**WHAT YOU NEED TO DO**
Copy every line of the entries below word for word, leaving out the pictures.

— BEGIN —

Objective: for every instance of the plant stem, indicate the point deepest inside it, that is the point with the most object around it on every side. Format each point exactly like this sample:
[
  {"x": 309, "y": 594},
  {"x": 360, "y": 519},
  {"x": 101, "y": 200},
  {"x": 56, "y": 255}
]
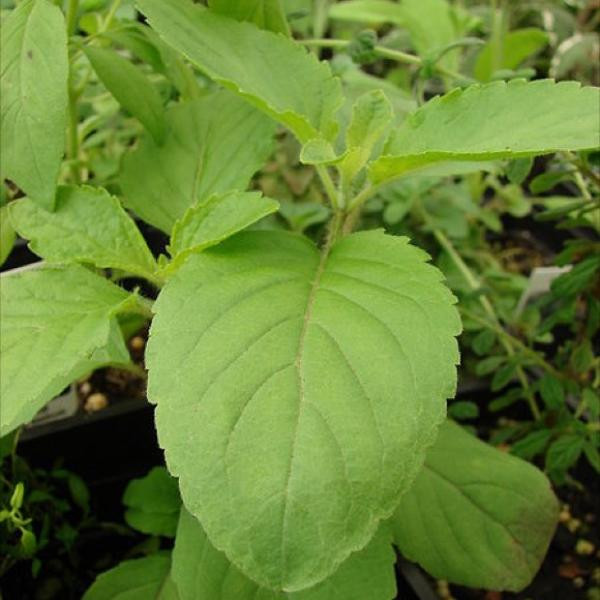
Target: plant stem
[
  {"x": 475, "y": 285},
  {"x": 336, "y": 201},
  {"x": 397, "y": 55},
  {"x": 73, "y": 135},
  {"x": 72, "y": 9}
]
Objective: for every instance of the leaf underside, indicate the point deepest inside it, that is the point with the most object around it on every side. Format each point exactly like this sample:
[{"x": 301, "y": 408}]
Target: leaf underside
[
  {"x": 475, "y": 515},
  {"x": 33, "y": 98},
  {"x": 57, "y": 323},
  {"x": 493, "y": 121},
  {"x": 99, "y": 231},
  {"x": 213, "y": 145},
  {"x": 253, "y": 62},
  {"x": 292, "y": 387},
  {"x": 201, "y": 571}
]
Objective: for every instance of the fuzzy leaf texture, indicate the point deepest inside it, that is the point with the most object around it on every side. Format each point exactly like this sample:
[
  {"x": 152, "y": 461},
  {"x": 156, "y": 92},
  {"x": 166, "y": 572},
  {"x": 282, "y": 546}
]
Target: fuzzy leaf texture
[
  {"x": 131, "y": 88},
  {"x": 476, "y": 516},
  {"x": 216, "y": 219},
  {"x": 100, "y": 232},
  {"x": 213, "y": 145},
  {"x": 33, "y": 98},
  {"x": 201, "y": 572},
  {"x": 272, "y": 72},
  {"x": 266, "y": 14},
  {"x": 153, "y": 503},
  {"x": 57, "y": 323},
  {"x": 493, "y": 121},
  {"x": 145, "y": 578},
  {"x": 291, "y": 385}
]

— END —

**THE RESPONSE**
Objective: for every instance of the plant stem, indicate the point deepest inside it, that is the point with the most object around it on every side. Format each point exactly like this sample:
[
  {"x": 309, "y": 594},
  {"x": 360, "y": 519},
  {"x": 101, "y": 200},
  {"x": 56, "y": 255}
]
Target: plant stem
[
  {"x": 475, "y": 285},
  {"x": 336, "y": 201},
  {"x": 397, "y": 55},
  {"x": 73, "y": 135},
  {"x": 72, "y": 9}
]
Objective: for every instance of the leaf underside, indicate the point deepest inside it, that is the point with the most object around it on every side. Format each point exactly like this sample:
[{"x": 301, "y": 408}]
Target: leaf underside
[
  {"x": 475, "y": 515},
  {"x": 33, "y": 98},
  {"x": 57, "y": 323},
  {"x": 493, "y": 121},
  {"x": 99, "y": 231},
  {"x": 213, "y": 145},
  {"x": 253, "y": 62},
  {"x": 292, "y": 387},
  {"x": 201, "y": 571}
]
Objective: for every instance of the fuzzy leaf texture, indicate the point deepest inside it, that is the point with the most object around it on every side. Format each point exactly like this sample:
[
  {"x": 152, "y": 461},
  {"x": 156, "y": 92},
  {"x": 166, "y": 572},
  {"x": 282, "y": 546}
]
Target: fuzzy leaf texture
[
  {"x": 131, "y": 88},
  {"x": 476, "y": 516},
  {"x": 216, "y": 219},
  {"x": 100, "y": 232},
  {"x": 213, "y": 145},
  {"x": 33, "y": 98},
  {"x": 201, "y": 572},
  {"x": 272, "y": 72},
  {"x": 266, "y": 14},
  {"x": 153, "y": 503},
  {"x": 57, "y": 323},
  {"x": 493, "y": 121},
  {"x": 145, "y": 578},
  {"x": 291, "y": 385}
]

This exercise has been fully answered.